Extracted text:
[Start of section]

Wednesday, December 7, 2011

The Handmaid's Tale: Trash or Treasure?

By Brittain B.

     Set in the future and under the rule of a totalitarian government, the unnamed narrator of The Handmaid’s Tale is faced with many trials and tribulations that push her into the safeguard of her mind. The dystopia she must endure puts her in the position of a surrogate mother for a commander and his wife. Children, in this future scenario, are highly valuable and the few women that remained fertile are treated as slaves. She must learn to cope with her new reality, either by facing it head on or by withdrawing to her thoughts. The story starts with the narrator in a large gym, and she is being held with many other women. The narrator begins to tell her story to us. She is one of the few fertile women left in the world due to the previous war, nuclear activity, and women ceasing to bare children and getting infected. The story continues through many trials and conflicts within the life of the narrator, such as dealing with loneliness and the heartbreak that came from being separated from her husband, and the humiliation of being forced to perform sexual rituals. The narrator struggles to find a true reality in her life, either in her past with her husband or in her present situation.
     The issues she is surrounded by continually have an affect on her and her thoughts. We are saddened each time the narrator brings up stories and memories of her husband, who the reader soon finds out, will never be with her again. The narrator remains nameless thought the entire book because names in her society have become worthless and she is assigned a new name in every new house she is placed. She tells us that she knows her real name, but does not reveal it for she finds no use in it anymore. This is just one of the disheartening parts of this story; though the author, Margaret Atwood, does make the plot interesting and is careful to add description for the readers to enjoy her book. However, we find that as we read we are stuck in a “gloomsville,” so to speak, and find ourselves depressed at most stages of the book—oftentimes even disgusted.

[End of section]

Dataset records:
[Start of section]

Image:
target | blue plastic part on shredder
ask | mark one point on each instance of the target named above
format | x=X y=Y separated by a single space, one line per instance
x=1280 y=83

[End of section]

Using the information:
A. Answer these questions about the review of The Handmaid's Tale:
(i) What role does the narrator's situation force her into for the commander and his wife?
(ii) Where is the narrator when the story begins?
(iii) Why does the narrator stay nameless throughout the book?
B. Pick up the review of The Handmaid's Tale after its last sentence and keep writing.

Responses by task:
A.
(i) She is made a surrogate mother for them.
(ii) She is in a large gym, held there with many other women.
(iii) Names in her society have become worthless, and she is given a new name in every house she is placed in.

B.
     I did not enjoy this book personally because it contained many vulgar scenes and language, and as a believer I felt that some of that content could have been taken out to broaden the book’s reading audience. I do not think that, as believers, we should fill our minds with unnecessary filth, and I think that this book is one of the examples that we should watch out for in literature. The images and thoughts remain in my head of certain chapters that were extremely awkward and needless. Some would argue that those chapters and instances are needed to have a sense of what the author was going though, and allow us to have a better understanding of how far society had gone away from morals and order and thus would realize what the narrator was going though. I would not fully agree with that, but would say that it is important to have a better understanding for a work of literature and its characters but as believers, we must be careful and prudent in our selections of reading material.
     The sexually explicit material within the majority of the chapters is an immediate turn off toward the book as a whole, as it distracts the reader from other beneficial material within the book. Explicit language is also used frequently, which can also distract readers, even up to the point where they do not wish to continue reading—I found myself in that category in several of the chapters. While this was an interesting book, I would not recommend it to a fellow believer, due to the vulgar material throughout the story.